__Things to do__
• 1. According to the text on open justice, on what date will the Open Justice UK project go live?
• 2. Reproduce the part of the open justice text starting with "Our goal is" and going on through "project every success.", swapping "journalists" for "reporters".

Open justice: forging the digital path ahead

In a nice bit of serendipity, I discovered yesterday that the Centre for Law, Justice and Journalism’s ‘Justice Wide Open‘ event on 29 February will fall in ‘Open Justice Week’, a new initiative led by James Doleman, of the Tommy Sheridan trial blog, and the Scottish Press Club and Glasgow court reporter Cristiana Theodoli.

Their ‘Open Justice UK‘ project, which will go live on Monday 27 February, aims “to get writers, legal professionals and members of the public to collaborate using social media to share their experiences of a week in the life of the legal system”.

Our goal is to publish accounts from all levels of justice, from the lowest courts to the highest, inviting lawyers, journalists, members of the public and offenders to write, blog and tweet about what really goes on in our courts.

Guardian Law supported the project in an editorial yesterday,

The project is not without difficulties. Participants need training in how to avoid contempt of court, which some lawyers have offered to provide. Some Scottish courts lack a phone signal, let alone decent Wi-Fi. Judges may have reservations. Professional court reporters know that their job demands skill and care. But peering into the workings of the justice system is a necessary task, and we wish the project every success.

__Stored data__

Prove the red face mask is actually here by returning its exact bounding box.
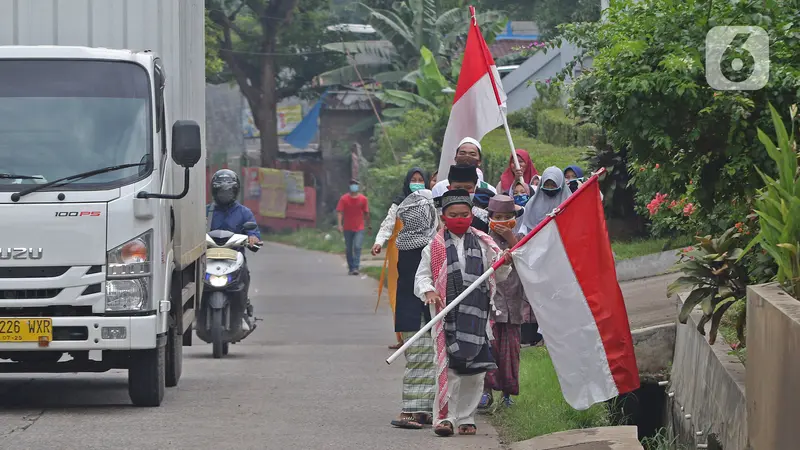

__Task-by-task solutions__
• 1. Monday 27 February

• 2.
Our goal is to publish accounts from all levels of justice, from the lowest courts to the highest, inviting lawyers, reporters, members of the public and offenders to write, blog and tweet about what really goes on in our courts.

Guardian Law supported the project in an editorial yesterday,

The project is not without difficulties. Participants need training in how to avoid contempt of court, which some lawyers have offered to provide. Some Scottish courts lack a phone signal, let alone decent Wi-Fi. Judges may have reservations. Professional court reporters know that their job demands skill and care. But peering into the workings of the justice system is a necessary task, and we wish the project every success.